O Congresso dos Estados Unidos aprovou dias atrás um marco regulatório inédito para ativos digitais, composto por três leis fundamentais: a Lei de Garantia de Stablecoins (o GENIUS Act), a Lei de Clareza para Ativos Digitais (o CLARITY Act)) e a Lei Contra a Moeda Digital de Banco Central para o Varejo (o Anti-CBDC Act). Essas iniciativas remodelam o ambiente financeiro do país e servem como referência num momento de intensa transformação tecnológica em todo o mundo.
A Lei de Garantia, aprovada no dia 17 de julho e sancionada no dia seguinte, estabelece normas rígidas para a emissão das stablecoins, que são ativos digitais projetados para manter valor estável em relação a moedas tradicionais, como o dólar. O objetivo é oferecer uma alternativa digital para pagamentos e transferências, minimizando a volatilidade das criptomoedas convencionais. O ponto central está na exigência de reservas reais e seguras equivalentes ao valor emitido, fiscalização rigorosa e auditorias regulares.

◆ Dados para usar ◆
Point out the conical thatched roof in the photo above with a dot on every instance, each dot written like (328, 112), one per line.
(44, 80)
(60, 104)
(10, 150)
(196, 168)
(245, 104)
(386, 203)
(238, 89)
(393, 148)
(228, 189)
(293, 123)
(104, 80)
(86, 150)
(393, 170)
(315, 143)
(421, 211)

◆ Pedido A ◆
Reproduza o trecho sobre as leis de ativos digitais, começando nas palavras "O Congresso dos" e parando depois de "todo o mundo.".
◆ Pedido B ◆
Reescreva toda a listagem como um CSV com as colunas pedido e resposta, uma linha para cada par. Ponha cada campo entre aspas e troque as quebras de linha por espaços.
O trecho e a listagem não têm nenhuma relação entre si.

◆ Resposta A ◆
O Congresso dos Estados Unidos aprovou dias atrás um marco regulatório inédito para ativos digitais, composto por três leis fundamentais: a Lei de Garantia de Stablecoins (o GENIUS Act), a Lei de Clareza para Ativos Digitais (o CLARITY Act)) e a Lei Contra a Moeda Digital de Banco Central para o Varejo (o Anti-CBDC Act). Essas iniciativas remodelam o ambiente financeiro do país e servem como referência num momento de intensa transformação tecnológica em todo o mundo.

◆ Resposta B ◆
pedido,resposta
"Point out the conical thatched roof in the photo above with a dot on every instance, each dot written like (328, 112), one per line.","(44, 80) (60, 104) (10, 150) (196, 168) (245, 104) (386, 203) (238, 89) (393, 148) (228, 189) (293, 123) (104, 80) (86, 150) (393, 170) (315, 143) (421, 211)"